Enunciado
Responda a partir do texto sobre as miniaturas do Pera:
1. Qual é o nome completo do artista conhecido como Pera?
2. Que personagem ele criou para fazer nas paredes?
3. Em que ano ele teve o primeiro contato com o biscuit?

Trecho da página
== == ==

Peranonimo e a rua em miniatura
Grafittis, carros, skatistas e casas antigas ganham vida na arte em miniatura do Pera
Imagina tudo o que rodeia seu mundo de forma reduzida. Seus gostos, seu olhar para a cidade, as coisas que você sempre curtiu, tudo aquilo representado em uma escala bem menor.
É assim que o João Pedro Perassoli, o Pera, vê o mundo na maioria dos dias. Ele junta o graffiti, o skate, os carros e as paredes das cidades em miniaturas que tomaram conta do seu fazer profissional e que hoje vão parar em galerias e casas do mundo todo.
A gente trocou uma ideia com ele pra saber quais interesses ele “miniaturizou” e quais as formas de fazer as miniaturas virarem enquanto trampo.
Fala João, tudo bem? Quando e como você começou na arte? Um histórico da sua vida enquanto artista.
Isso vem desde criança. Eu sempre gostei de desenhar, sempre gostei muito de carro e gostava de fazer realismo. Eu tinha miniaturas de carro, sempre gostei, foi uma parada que me acompanhou a vida toda, colecionava Hot Wheels e umas miniaturas um pouco maiores. Aí essa paixão foi aumentando e fui juntando as duas coisas, sempre desenhando carros de forma realista.
Na adolescência, tinha uns 14 anos, conheci o graffiti através de uma aula de artes. Aí comecei a olhar mais pras ruas, observar seus detalhes. Até criei um personagem, uma pêra, que eu fazia nas paredes, desenhava bastante, até fiz uns chaveiros com essa perinha. Essa relação do graffiti com as minhas miniaturas meio que vem daí também.
Em 2014 eu tive meu primeiro contato com o biscuit, que viria usar bastante nas miniaturas depois. Comecei a fazer chaveiros e vender e entrava uma graninha, que me dava uma perspectiva diferente. Depois disso, quis fazer uma garagem para os meus carrinhos e peguei esse biscuit que estava sobrando e fiz a minha primeira, que era uma garaginha com uns detalhes urbanos, uns graffitis, tinha já essa pegada.

== == ==

Dados selecionados

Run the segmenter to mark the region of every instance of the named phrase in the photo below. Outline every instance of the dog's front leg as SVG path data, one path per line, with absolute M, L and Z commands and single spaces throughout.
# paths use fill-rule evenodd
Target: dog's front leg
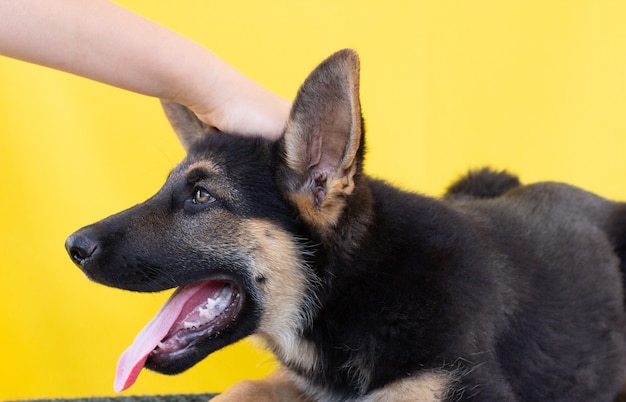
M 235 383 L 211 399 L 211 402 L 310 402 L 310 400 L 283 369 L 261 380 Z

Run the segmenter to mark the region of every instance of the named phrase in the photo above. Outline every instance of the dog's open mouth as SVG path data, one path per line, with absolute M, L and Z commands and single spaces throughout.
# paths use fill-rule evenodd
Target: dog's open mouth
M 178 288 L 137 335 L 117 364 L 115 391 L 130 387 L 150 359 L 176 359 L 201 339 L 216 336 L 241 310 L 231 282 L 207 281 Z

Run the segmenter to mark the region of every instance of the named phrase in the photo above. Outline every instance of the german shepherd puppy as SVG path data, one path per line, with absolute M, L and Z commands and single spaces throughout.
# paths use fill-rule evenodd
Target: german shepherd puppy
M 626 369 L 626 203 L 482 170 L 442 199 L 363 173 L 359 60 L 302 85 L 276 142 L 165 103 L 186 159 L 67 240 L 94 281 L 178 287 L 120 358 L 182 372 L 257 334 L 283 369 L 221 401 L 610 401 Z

== == ==

Resposta
1. João Pedro Perassoli.
2. Uma pêra.
3. Em 2014.